**What to produce**
Every line in the data below that has the word "clicks" should be returned.

___ Given information

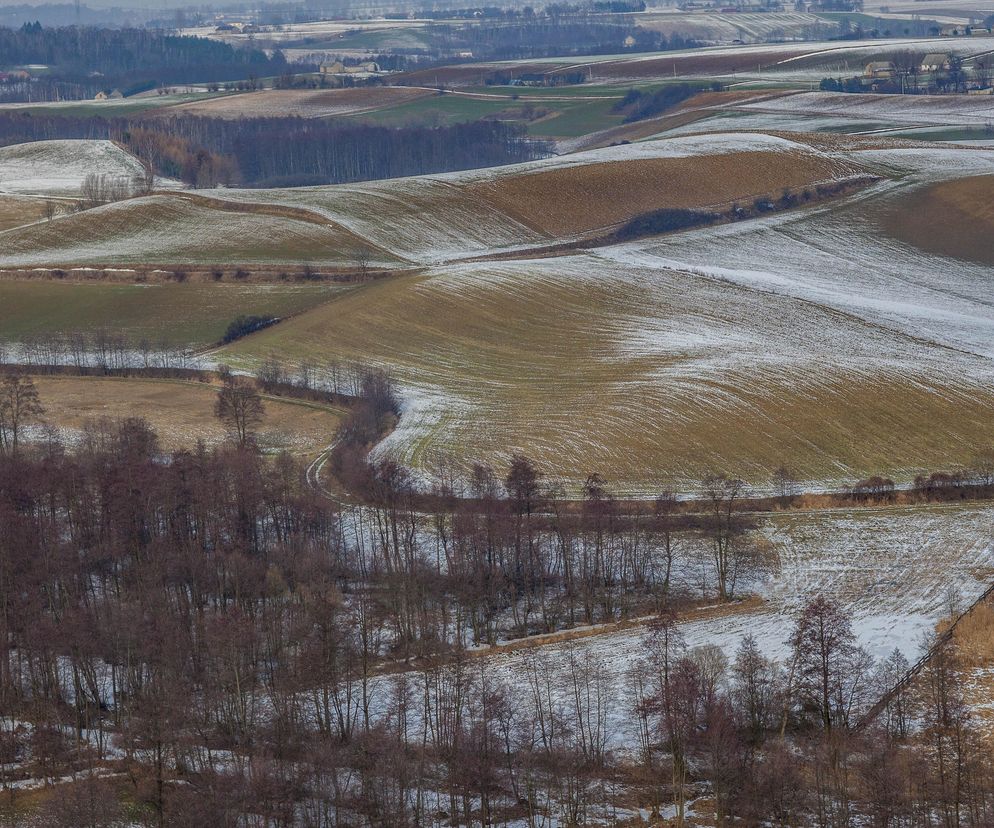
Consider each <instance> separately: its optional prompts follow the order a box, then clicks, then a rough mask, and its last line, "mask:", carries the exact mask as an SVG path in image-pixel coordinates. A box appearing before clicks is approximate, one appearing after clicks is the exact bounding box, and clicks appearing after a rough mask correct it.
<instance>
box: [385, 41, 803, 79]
mask: <svg viewBox="0 0 994 828" xmlns="http://www.w3.org/2000/svg"><path fill="white" fill-rule="evenodd" d="M808 51H810V47H808V48H804V47H803V46H801V47H797V48H793V49H791V48H788V47H785V48H784V49H783V51H780V52H764V53H762V54H756V53H755V52H754V51H752V50H750V49H742V50H736V51H734V52H731V51H721V52H716V53H715V52H708V51H702V52H701V53H698V54H687V53H674V54H669V55H667V54H662V55H659V56H658V57H648V58H647V57H643V56H638V57H623V58H619V59H618V60H588V61H583V60H582V59H580V60H577V61H576V62H575V63H569V64H567V63H562V62H559V61H546V62H541V61H534V62H531V63H518V62H515V63H512V64H495V63H489V64H486V63H483V64H472V65H465V64H464V65H459V66H441V67H439V68H438V69H422V70H419V71H416V72H409V73H407V74H403V75H398V76H396V77H395V78H394V79H393V81H392V82H393V83H395V84H404V85H408V86H438V85H439V84H441V85H445V86H456V87H459V86H473V85H476V84H479V83H480V82H481V77H482V76H484V75H487V74H490V73H492V72H494V71H497V70H501V69H507V68H509V66H513V69H514V72H515V73H516V74H521V73H531V74H549V75H565V74H569V73H570V72H576V71H578V70H579V69H583V68H589V69H590V70H591V71H592V73H593V74H594V75H595V76H596V77H597V80H598V81H601V82H603V81H604V80H617V81H623V80H629V79H632V80H635V79H637V80H651V79H654V78H659V79H661V80H669V79H672V78H673V77H674V76H686V75H723V74H731V73H733V72H749V71H756V70H757V69H759V68H769V67H770V66H772V65H774V64H776V63H778V62H780V61H782V60H786V59H787V58H792V57H798V56H800V55H804V54H806V53H807V52H808Z"/></svg>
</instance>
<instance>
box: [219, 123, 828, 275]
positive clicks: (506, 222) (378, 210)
mask: <svg viewBox="0 0 994 828" xmlns="http://www.w3.org/2000/svg"><path fill="white" fill-rule="evenodd" d="M744 152H750V153H753V152H764V153H783V154H785V155H786V154H789V153H797V154H803V155H807V156H823V155H824V154H823V153H821V152H820V151H819V150H816V149H812V148H811V147H809V146H807V145H806V144H802V143H799V142H796V141H791V140H788V139H785V138H780V137H776V136H770V135H760V134H754V133H744V132H743V133H739V132H732V133H725V134H721V135H710V136H686V137H678V138H666V139H663V140H657V141H645V142H639V143H634V144H623V145H618V146H612V147H605V148H602V149H595V150H588V151H585V152H579V153H573V154H569V155H562V156H555V157H551V158H546V159H542V160H540V161H531V162H527V163H523V164H513V165H509V166H506V167H500V168H494V169H484V170H465V171H460V172H453V173H446V174H440V175H433V176H418V177H412V178H398V179H391V180H388V181H379V182H368V183H362V184H347V185H336V186H328V187H305V188H297V189H292V190H216V191H212V192H211V195H212V196H214V197H217V198H221V199H226V200H229V201H238V202H257V203H266V204H278V205H287V206H294V207H303V208H306V209H308V210H313V211H315V212H318V213H320V214H321V215H323V216H326V217H327V218H328V219H329V220H331V221H334V222H336V223H337V224H340V225H342V226H343V227H346V228H348V229H349V230H351V231H352V232H354V233H356V234H357V235H359V236H362V237H364V238H366V239H369V240H370V241H372V242H373V243H375V244H377V245H379V246H382V247H385V248H387V249H390V250H392V251H393V252H394V253H396V254H398V255H400V256H402V257H404V258H407V259H411V260H413V261H417V262H421V263H426V264H437V263H441V262H445V261H447V260H451V259H456V258H465V257H470V256H478V255H480V254H482V253H487V252H493V251H494V250H500V249H502V250H508V249H515V248H520V247H523V246H529V245H537V244H541V243H542V242H544V241H547V240H548V239H547V238H546V237H544V236H543V235H541V234H539V233H538V232H536V231H535V230H534V229H532V228H530V227H528V226H526V225H525V224H523V223H522V222H521V221H518V220H517V219H516V218H515V216H514V215H513V214H509V213H507V212H504V211H502V210H499V209H497V208H496V207H495V206H494V205H493V204H490V203H488V202H487V200H486V199H485V198H483V197H481V195H480V194H479V193H478V192H475V191H471V190H470V189H469V188H472V187H473V186H474V185H482V184H486V183H487V182H491V181H499V180H500V179H504V178H510V177H520V176H527V175H530V174H533V173H542V172H549V171H551V170H569V169H580V168H582V167H584V166H588V165H596V164H604V163H625V162H638V161H645V160H653V159H675V160H676V159H696V158H702V159H703V158H706V157H714V156H727V155H732V154H736V153H744ZM549 208H550V209H553V210H554V209H555V205H554V204H550V205H549ZM596 209H597V205H596V204H593V203H592V204H591V210H596Z"/></svg>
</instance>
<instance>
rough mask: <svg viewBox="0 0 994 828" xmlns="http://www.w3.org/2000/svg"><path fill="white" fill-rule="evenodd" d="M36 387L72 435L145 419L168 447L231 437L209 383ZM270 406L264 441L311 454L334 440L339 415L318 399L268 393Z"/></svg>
mask: <svg viewBox="0 0 994 828" xmlns="http://www.w3.org/2000/svg"><path fill="white" fill-rule="evenodd" d="M35 385H36V387H37V388H38V395H39V397H40V398H41V402H42V404H43V405H44V407H45V416H44V419H45V421H46V422H47V423H49V424H51V425H53V426H55V427H56V428H58V429H60V430H67V431H68V432H69V433H70V435H72V434H75V433H78V432H79V431H80V430H81V429H83V428H84V427H85V426H86V424H87V422H88V421H93V420H99V419H101V418H110V419H120V418H124V417H144V418H145V419H146V420H148V422H149V424H150V425H151V427H152V428H153V429H154V430H155V431H156V432H157V433H158V435H159V438H160V440H161V441H162V447H163V448H164V449H166V450H168V451H175V450H179V449H192V448H194V447H195V446H196V444H197V441H198V440H201V439H202V440H204V441H205V442H206V443H207V444H208V445H216V444H218V443H220V442H222V441H223V440H224V439H225V437H226V434H225V430H224V427H223V426H222V425H221V423H220V422H219V421H218V420H217V418H216V417H215V416H214V400H215V397H216V390H217V389H216V388H215V387H214V386H212V385H209V384H205V383H196V382H187V381H182V380H149V379H130V378H129V379H120V378H109V377H52V376H42V377H37V378H36V379H35ZM264 405H265V417H264V419H263V422H262V425H261V427H260V429H259V443H260V444H261V445H262V446H263V447H265V448H269V449H272V450H278V449H286V450H287V451H290V452H291V453H292V454H297V455H300V456H304V457H309V456H311V455H314V454H317V453H318V452H319V451H320V450H321V449H322V448H323V447H324V446H326V445H327V444H328V443H329V442H331V439H332V437H333V436H334V433H335V431H336V430H337V428H338V423H339V415H338V413H337V412H334V411H332V410H331V409H329V408H326V407H323V406H320V405H318V404H315V403H305V402H301V401H299V400H291V399H286V398H281V399H279V400H277V399H274V398H268V397H267V398H266V399H265V400H264Z"/></svg>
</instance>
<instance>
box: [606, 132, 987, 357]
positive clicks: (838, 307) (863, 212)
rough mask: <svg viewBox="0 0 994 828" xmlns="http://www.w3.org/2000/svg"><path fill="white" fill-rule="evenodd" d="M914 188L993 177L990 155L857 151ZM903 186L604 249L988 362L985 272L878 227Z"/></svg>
mask: <svg viewBox="0 0 994 828" xmlns="http://www.w3.org/2000/svg"><path fill="white" fill-rule="evenodd" d="M855 156H856V158H857V159H858V160H860V161H862V162H864V163H866V164H867V165H869V166H873V165H880V166H886V167H889V168H890V169H891V170H892V171H894V172H902V173H908V172H912V173H913V174H914V175H915V178H916V179H917V181H918V182H926V181H930V180H940V179H946V178H950V177H954V176H957V175H963V176H965V175H978V174H982V173H994V153H991V152H989V151H981V150H973V149H959V148H949V149H889V150H868V151H863V152H858V153H855ZM909 183H911V182H909V181H905V182H903V183H901V184H896V183H893V182H885V183H884V184H883V185H879V186H877V187H875V188H872V189H871V190H868V191H864V193H863V194H862V195H861V196H860V197H858V198H855V199H849V200H847V201H846V202H844V203H842V204H838V205H836V204H831V205H828V206H823V207H818V208H813V209H809V210H803V211H798V212H792V213H782V214H779V215H774V216H770V217H768V218H764V219H759V220H755V221H748V222H742V223H737V224H729V225H724V226H722V227H717V228H708V229H703V230H697V231H692V232H688V233H680V234H676V235H672V236H668V237H663V238H658V239H653V240H649V241H644V242H635V243H632V244H627V245H619V246H616V247H609V248H602V249H600V250H598V251H596V255H598V256H601V257H603V258H605V259H610V260H612V261H619V262H629V263H631V264H635V265H638V266H641V267H655V268H662V269H676V270H684V271H690V272H693V273H698V274H701V275H705V276H710V277H712V278H715V279H720V280H725V281H728V282H731V283H735V284H739V285H744V286H749V287H751V288H754V289H757V290H764V291H769V292H770V293H772V294H781V295H790V296H794V297H798V298H802V299H805V300H810V301H813V302H816V303H818V304H820V305H823V306H826V307H833V308H837V309H839V310H841V311H844V312H846V313H852V314H856V315H858V316H859V317H860V318H862V319H866V320H869V321H873V322H876V323H879V324H881V325H884V326H887V327H890V328H892V329H897V330H900V331H902V332H904V333H905V334H907V335H909V336H912V337H917V338H924V339H927V340H929V341H932V342H936V343H939V344H941V345H943V346H945V347H948V348H953V349H962V350H964V351H968V352H970V353H974V354H978V355H982V356H984V357H987V358H994V314H992V313H991V309H990V269H989V268H987V267H985V266H983V265H979V264H976V265H974V264H970V263H968V262H960V261H953V260H948V259H944V258H942V257H939V256H930V255H927V254H925V253H923V252H922V251H921V250H917V249H913V248H911V247H909V246H907V245H904V244H902V243H900V242H897V241H894V240H890V239H888V238H886V237H885V236H884V235H883V234H882V233H881V232H880V230H879V227H878V226H877V225H876V224H875V217H876V216H879V215H880V214H881V211H883V210H885V209H888V208H890V207H892V206H893V205H895V204H896V203H897V200H898V199H900V197H901V196H902V194H903V192H904V187H905V186H907V185H908V184H909Z"/></svg>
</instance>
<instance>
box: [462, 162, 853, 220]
mask: <svg viewBox="0 0 994 828" xmlns="http://www.w3.org/2000/svg"><path fill="white" fill-rule="evenodd" d="M858 171H859V170H858V169H857V168H856V167H855V166H854V165H843V164H840V163H838V162H835V161H832V160H830V159H828V158H826V157H824V156H817V155H814V154H808V153H805V152H794V153H790V154H789V155H788V154H785V153H782V152H742V153H735V154H727V155H714V156H708V157H706V158H702V157H690V158H645V159H635V160H626V161H617V162H604V163H598V164H587V165H584V166H577V167H566V168H560V169H553V170H549V171H547V172H537V173H530V174H527V175H520V176H514V177H511V176H507V177H495V178H494V179H492V180H491V181H488V182H485V183H482V184H476V185H472V186H471V187H470V188H469V189H470V191H471V192H473V193H474V194H477V195H480V196H482V197H484V198H485V199H486V200H487V201H489V202H490V203H491V204H493V205H495V206H496V207H498V208H499V209H500V210H501V211H503V212H505V213H507V214H508V215H511V216H514V217H515V218H516V219H518V220H519V221H521V222H523V223H525V224H526V225H528V226H529V227H532V228H534V229H536V230H539V231H540V232H543V233H547V234H549V235H552V236H564V235H566V236H569V235H576V234H579V233H586V232H590V231H592V230H599V229H602V228H606V227H611V226H613V225H616V224H618V223H620V222H624V221H626V220H628V219H630V218H632V217H633V216H636V215H638V214H639V213H644V212H647V211H650V210H656V209H660V208H663V207H680V208H694V207H708V206H718V205H724V204H727V203H729V202H732V201H738V200H749V199H751V198H755V197H757V196H762V195H770V196H773V197H776V196H778V195H779V194H780V193H781V192H782V191H783V190H784V189H785V188H795V187H802V186H805V185H810V184H814V183H816V182H819V181H824V180H826V179H831V178H836V177H839V176H840V175H841V176H846V175H852V174H854V173H855V172H858Z"/></svg>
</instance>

______

**Result of this exercise**
Consider each <instance> separately: its optional prompts follow the order a box, then clicks, then a rough mask, and its last line, "mask:", carries the exact mask as an SVG path in image-pixel coordinates. A box appearing before clicks is approximate, one appearing after clicks is the exact bounding box, and clicks appearing after a rough mask correct it.
positive clicks: (506, 222) (378, 210)
positive clicks: (838, 307) (863, 212)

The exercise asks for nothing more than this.